# Action item
Rewrite every line of the rows below as a JSON list of strings, one string per line, with blank lines left out. Omit the pictures from your answer.

# Excerpted records
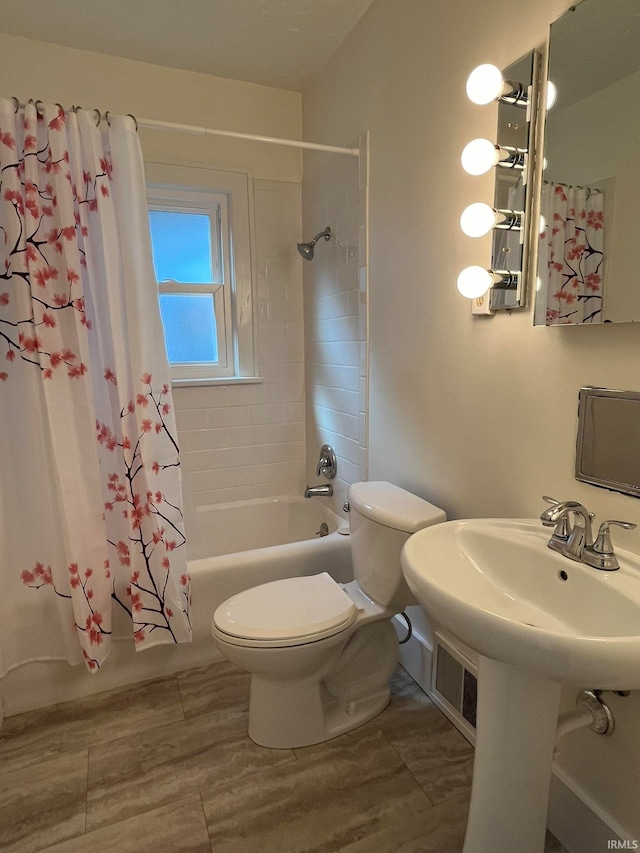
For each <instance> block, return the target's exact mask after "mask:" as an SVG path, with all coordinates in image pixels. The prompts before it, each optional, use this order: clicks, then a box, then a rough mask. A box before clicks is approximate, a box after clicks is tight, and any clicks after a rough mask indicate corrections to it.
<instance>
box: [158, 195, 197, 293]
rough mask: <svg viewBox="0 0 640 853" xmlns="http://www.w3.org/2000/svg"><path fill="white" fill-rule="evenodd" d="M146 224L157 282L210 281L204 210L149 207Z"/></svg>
mask: <svg viewBox="0 0 640 853" xmlns="http://www.w3.org/2000/svg"><path fill="white" fill-rule="evenodd" d="M149 223H150V226H151V245H152V248H153V262H154V266H155V269H156V279H157V280H158V281H179V282H183V283H185V284H211V282H212V281H213V273H212V267H211V225H210V221H209V216H208V215H207V214H206V213H176V212H174V211H168V210H150V211H149Z"/></svg>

# Output of the task
[
  "For each <instance> block, return the target's exact mask after \"mask:\" as an SVG path, with all coordinates in image pixels. The prompts before it, each optional, use this order: clicks, then a box, then a rough mask. A box before clicks is approximate, a box after clicks is tight, and any clicks after a rough mask indicate corrections to it.",
  "<instance>",
  "box: [158, 195, 197, 293]",
  "rough mask: <svg viewBox=\"0 0 640 853\" xmlns=\"http://www.w3.org/2000/svg\"><path fill=\"white\" fill-rule=\"evenodd\" d=\"M146 224L157 282L210 281L204 210L149 207Z\"/></svg>",
  "mask: <svg viewBox=\"0 0 640 853\" xmlns=\"http://www.w3.org/2000/svg\"><path fill=\"white\" fill-rule=\"evenodd\" d=\"M149 223H150V226H151V245H152V248H153V262H154V266H155V269H156V279H157V280H158V281H179V282H183V283H185V284H211V282H212V281H213V273H212V267H211V225H210V221H209V216H208V215H207V214H206V213H176V212H174V211H168V210H150V211H149Z\"/></svg>"
]